Problem to solve
In the GPU thread, which graphics card did Animesh Karnewar use to train the whole model at 1024 x 1024 resolution? Please answer in a few words.

*** Opening Excerpted text ***

Which size GPU for full resolution training?

Question

Which size GPU for full resolution training?

robbiebarrat opened this issue 5 years ago · comments

Hi - sorry if this is a broad question but I've looked around the repo and can't find the answer anywhere..

Assuming I only have 1 Titan XP gpu (12gb) - can i train the full resolution of this model? I've been trying to modify the official tensorflow implementation of progressive growing of GANs to only use 12gb; but i have to seriously cut back on the number of filters / batch size to make it work.

Thanks so much.

Animesh Karnewar · Answer 1 · Mon Jul 22 2019 18:00:52 GMT+0800 (China Standard Time)

Hi @robbiebarrat,

Yes, I believe you can train the full model given your GPU. I have been able to train the whole model (same number of channels as the original paper and 1024 x 1024 resolution) on my GTX 1070 (8GB) gpu.

The way you could optimize this is by starting the code at each depth and setting the most optimal batch size for each; prior to starting the actual training. By my experience, you should be able to fit a Batch size of may-be 2 for the highest resolution. But, you'll have to try. Once you have this, then you could proceed with setting the schedule for the progressive growing scheme.

Hope this helps.

Please feel free to let me know if you have any more questions.

Cheers 🍻!
@akanimax

Robbie Barrat · Answer 2 · Mon Jul 22 2019 18:19:58 GMT+0800 (China Standard Time)

@akanimax this helps a lot !! and seriously thank you for such a fast reply.

I have been struggling with the official tensorflow implementation because even though i have modified it to generate 512x1024 images instead of 1024x1024; it still wont fit into my gpu. I think that nvidia made it on purpose to only fit into the super expensive 16gb gpus ;)

One last question - how long can i expect the training to take? how long did it take you to train the celebA model in the examples?

*** Closing Excerpted text ***
*** Opening Extracted material ***

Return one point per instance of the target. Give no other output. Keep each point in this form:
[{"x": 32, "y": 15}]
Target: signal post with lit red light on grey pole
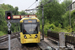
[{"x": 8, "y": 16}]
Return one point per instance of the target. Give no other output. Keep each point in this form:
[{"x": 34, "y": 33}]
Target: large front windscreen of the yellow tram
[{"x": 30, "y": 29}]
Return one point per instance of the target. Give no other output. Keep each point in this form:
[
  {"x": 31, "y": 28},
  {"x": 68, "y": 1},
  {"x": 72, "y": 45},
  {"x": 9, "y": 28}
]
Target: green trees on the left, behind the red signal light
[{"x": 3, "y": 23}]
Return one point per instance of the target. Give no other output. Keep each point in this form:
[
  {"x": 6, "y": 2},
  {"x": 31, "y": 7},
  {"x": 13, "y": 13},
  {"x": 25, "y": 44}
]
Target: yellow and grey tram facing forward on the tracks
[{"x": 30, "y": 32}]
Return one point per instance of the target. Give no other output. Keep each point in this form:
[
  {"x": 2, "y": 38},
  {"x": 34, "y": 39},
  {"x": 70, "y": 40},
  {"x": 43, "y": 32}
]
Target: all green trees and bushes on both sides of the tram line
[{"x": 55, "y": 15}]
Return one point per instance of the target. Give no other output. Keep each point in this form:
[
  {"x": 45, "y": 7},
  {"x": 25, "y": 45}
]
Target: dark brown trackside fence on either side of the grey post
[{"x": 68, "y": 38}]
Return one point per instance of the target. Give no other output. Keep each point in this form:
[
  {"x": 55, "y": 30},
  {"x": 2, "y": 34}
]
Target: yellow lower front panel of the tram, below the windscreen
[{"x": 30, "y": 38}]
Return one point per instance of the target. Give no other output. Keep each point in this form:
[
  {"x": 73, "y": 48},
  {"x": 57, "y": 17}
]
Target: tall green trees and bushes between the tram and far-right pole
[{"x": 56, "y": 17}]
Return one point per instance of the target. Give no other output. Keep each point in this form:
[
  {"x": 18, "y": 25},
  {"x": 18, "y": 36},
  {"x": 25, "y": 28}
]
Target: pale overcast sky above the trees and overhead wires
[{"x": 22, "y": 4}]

*** Closing Extracted material ***
*** Opening Extracted material ***

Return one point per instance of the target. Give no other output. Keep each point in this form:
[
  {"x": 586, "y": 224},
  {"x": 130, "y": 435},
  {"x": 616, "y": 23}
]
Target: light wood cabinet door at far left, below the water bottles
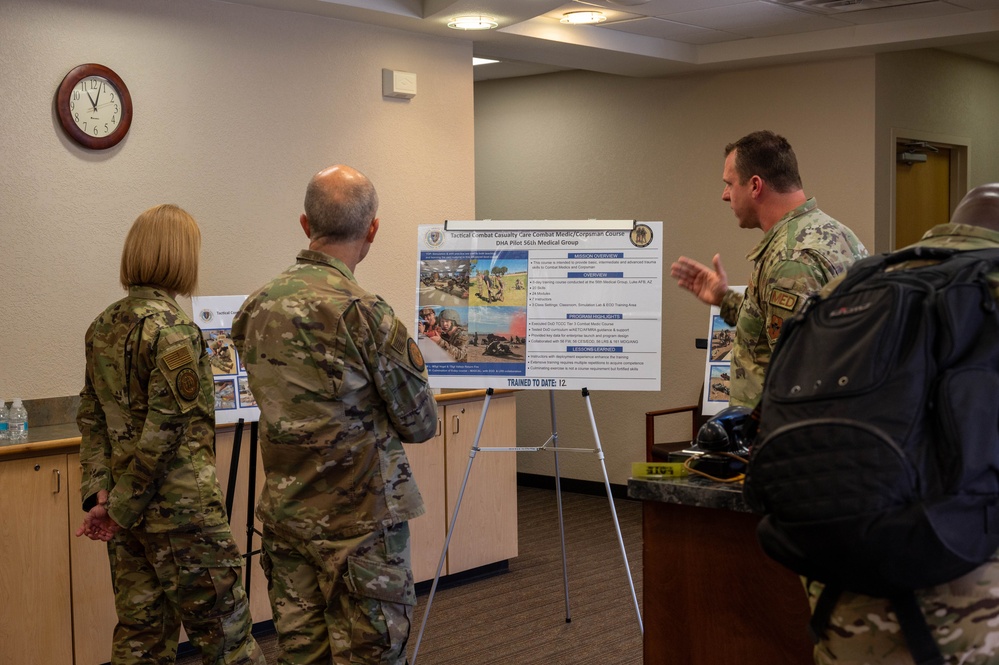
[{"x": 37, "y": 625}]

*** Closing Extracted material ***
*** Opening Extracted material ***

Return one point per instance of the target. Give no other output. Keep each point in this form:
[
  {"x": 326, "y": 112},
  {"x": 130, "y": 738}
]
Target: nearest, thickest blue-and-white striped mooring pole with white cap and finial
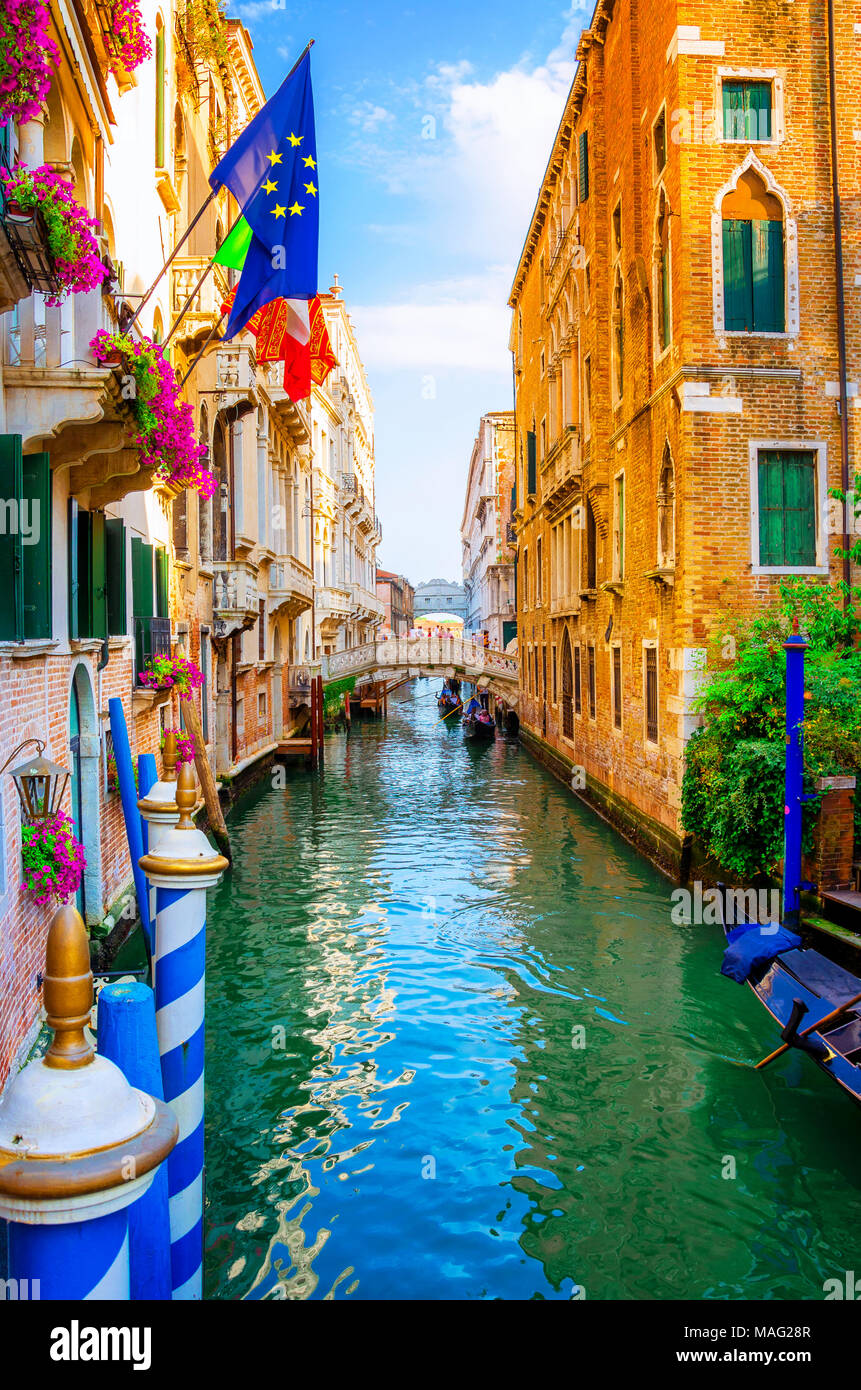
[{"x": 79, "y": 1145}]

*** Closing Extracted material ***

Answer space
A GTX 1070 (8GB)